#### PROVIDED DATA ####
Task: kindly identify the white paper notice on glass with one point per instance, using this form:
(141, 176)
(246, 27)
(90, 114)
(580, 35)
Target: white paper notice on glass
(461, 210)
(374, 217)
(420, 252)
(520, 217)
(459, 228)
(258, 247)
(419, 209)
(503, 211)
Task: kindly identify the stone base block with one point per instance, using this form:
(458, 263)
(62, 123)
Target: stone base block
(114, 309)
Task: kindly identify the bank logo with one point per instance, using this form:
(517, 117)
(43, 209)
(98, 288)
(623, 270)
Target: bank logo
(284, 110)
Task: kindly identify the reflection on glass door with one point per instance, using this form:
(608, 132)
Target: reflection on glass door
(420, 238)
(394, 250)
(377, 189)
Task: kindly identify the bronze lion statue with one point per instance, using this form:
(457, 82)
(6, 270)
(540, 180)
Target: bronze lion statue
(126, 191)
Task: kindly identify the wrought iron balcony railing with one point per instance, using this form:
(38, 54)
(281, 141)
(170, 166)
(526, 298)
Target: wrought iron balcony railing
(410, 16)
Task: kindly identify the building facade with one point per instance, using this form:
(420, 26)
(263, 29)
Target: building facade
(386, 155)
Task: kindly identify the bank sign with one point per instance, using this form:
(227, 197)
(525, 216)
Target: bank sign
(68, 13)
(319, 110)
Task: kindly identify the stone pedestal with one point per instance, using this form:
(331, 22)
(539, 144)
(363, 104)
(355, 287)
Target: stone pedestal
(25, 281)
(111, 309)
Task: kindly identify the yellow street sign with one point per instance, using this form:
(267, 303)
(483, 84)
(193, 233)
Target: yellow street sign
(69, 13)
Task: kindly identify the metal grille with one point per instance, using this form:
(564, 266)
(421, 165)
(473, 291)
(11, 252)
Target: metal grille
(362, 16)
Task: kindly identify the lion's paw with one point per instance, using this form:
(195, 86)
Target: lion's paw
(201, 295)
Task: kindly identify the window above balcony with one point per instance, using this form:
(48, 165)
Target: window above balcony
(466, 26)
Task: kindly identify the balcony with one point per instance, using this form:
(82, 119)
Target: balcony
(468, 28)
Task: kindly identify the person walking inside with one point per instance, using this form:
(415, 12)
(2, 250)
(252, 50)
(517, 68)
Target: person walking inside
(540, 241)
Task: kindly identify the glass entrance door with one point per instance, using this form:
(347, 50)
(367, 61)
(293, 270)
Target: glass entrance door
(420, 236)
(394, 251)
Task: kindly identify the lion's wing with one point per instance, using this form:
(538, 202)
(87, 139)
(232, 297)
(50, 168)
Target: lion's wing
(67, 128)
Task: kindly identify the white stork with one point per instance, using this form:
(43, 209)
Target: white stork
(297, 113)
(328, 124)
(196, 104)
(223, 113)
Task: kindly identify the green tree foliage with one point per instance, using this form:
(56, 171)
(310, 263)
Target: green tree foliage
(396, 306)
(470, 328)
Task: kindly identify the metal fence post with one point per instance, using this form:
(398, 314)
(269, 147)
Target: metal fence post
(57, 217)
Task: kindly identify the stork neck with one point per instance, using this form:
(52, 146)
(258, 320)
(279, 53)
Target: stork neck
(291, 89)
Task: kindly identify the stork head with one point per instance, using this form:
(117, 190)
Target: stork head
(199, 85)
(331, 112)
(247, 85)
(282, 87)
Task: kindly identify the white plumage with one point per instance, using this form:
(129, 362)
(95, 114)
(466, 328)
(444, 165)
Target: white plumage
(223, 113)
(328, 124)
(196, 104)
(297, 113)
####
The answer must restate each entry word for word.

Task: kindly identify the white paper notice on glass with one point per instance, using this form:
(141, 176)
(246, 27)
(90, 114)
(580, 35)
Target: white paper notice on glass
(461, 210)
(374, 217)
(420, 252)
(520, 217)
(459, 228)
(258, 247)
(419, 209)
(503, 211)
Task: kindly identify the stone base block with one point per instance, using this form:
(458, 263)
(62, 123)
Target: stone base block
(114, 309)
Task: kindly identify the bank logo with one point per instance, using this form:
(517, 117)
(43, 209)
(98, 288)
(623, 270)
Target: bank logo
(284, 110)
Task: kindly identify the reflection on glass door with one point per instance, using this form:
(608, 132)
Target: reflection on glass door
(420, 238)
(394, 250)
(377, 189)
Task: kindly identify the bronze lion statue with one point per instance, using this form:
(457, 82)
(6, 270)
(540, 180)
Target: bronze lion statue
(126, 191)
Task: kindly identify the wrought iron balcony railing with one point per instance, using this form:
(38, 54)
(281, 141)
(170, 166)
(526, 298)
Target: wrought iron balcony railing
(410, 16)
Task: kindly identify the building facade with one point per instance, using this form:
(420, 26)
(263, 29)
Target: building facade
(386, 155)
Task: kindly identify the bank sign with one point per instance, using this form:
(227, 197)
(525, 216)
Target: bank sign
(68, 13)
(319, 110)
Task: kindly identify the stone pedestal with one point per instance, using this form:
(331, 22)
(539, 144)
(363, 104)
(355, 287)
Target: stone pedestal
(25, 281)
(111, 309)
Task: kindly identify the yellow street sign with one point per instance, using this form:
(267, 303)
(483, 84)
(193, 233)
Target: yellow street sign
(69, 13)
Task: kindly identify the metal grille with one point per instance, using this form:
(564, 266)
(421, 165)
(473, 291)
(11, 252)
Target: metal grille
(362, 16)
Task: kindly identify the lion's paw with one point per instance, using this form:
(195, 86)
Target: lion's paw
(201, 295)
Task: kindly identify the window above balcony with one point per instance, using this form:
(48, 165)
Target: window above balcony
(466, 26)
Task: kindly identify the balcony with one point per instance, using this form:
(82, 119)
Target: balcony
(468, 28)
Task: kindly identify the person walking inside with one point per instance, using this form:
(415, 12)
(2, 250)
(252, 50)
(517, 68)
Target: person walking inside
(540, 241)
Task: kindly identify the glass entrance door with one point per instance, using this form:
(347, 50)
(367, 61)
(293, 270)
Target: glass entrance door
(420, 236)
(394, 251)
Task: kindly identify the lion's wing with one point per instance, using this form:
(538, 202)
(87, 139)
(232, 297)
(50, 168)
Target: lion's wing
(67, 128)
Task: kindly identify the white stork with one point per instance, using this form:
(43, 209)
Target: white stork
(297, 113)
(328, 124)
(196, 104)
(223, 113)
Task: kindly identify the green tree foliage with one point per instance, using this form:
(56, 171)
(310, 263)
Target: green tree foliage
(396, 306)
(470, 328)
Task: kindly identify the metal fence post with one point per instance, using this form:
(398, 314)
(269, 147)
Target: metal fence post
(57, 217)
Task: kindly identify the stork neck with one point per instance, using this form:
(52, 146)
(258, 320)
(279, 53)
Target: stork neck
(291, 89)
Task: kindly identify the stork head with one point per instance, using this form:
(117, 190)
Target: stork head
(199, 85)
(331, 112)
(247, 85)
(282, 87)
Task: kindly identify the white plumage with one point per instance, using this form:
(129, 362)
(95, 114)
(466, 328)
(444, 165)
Target: white plumage
(223, 113)
(328, 124)
(196, 104)
(297, 113)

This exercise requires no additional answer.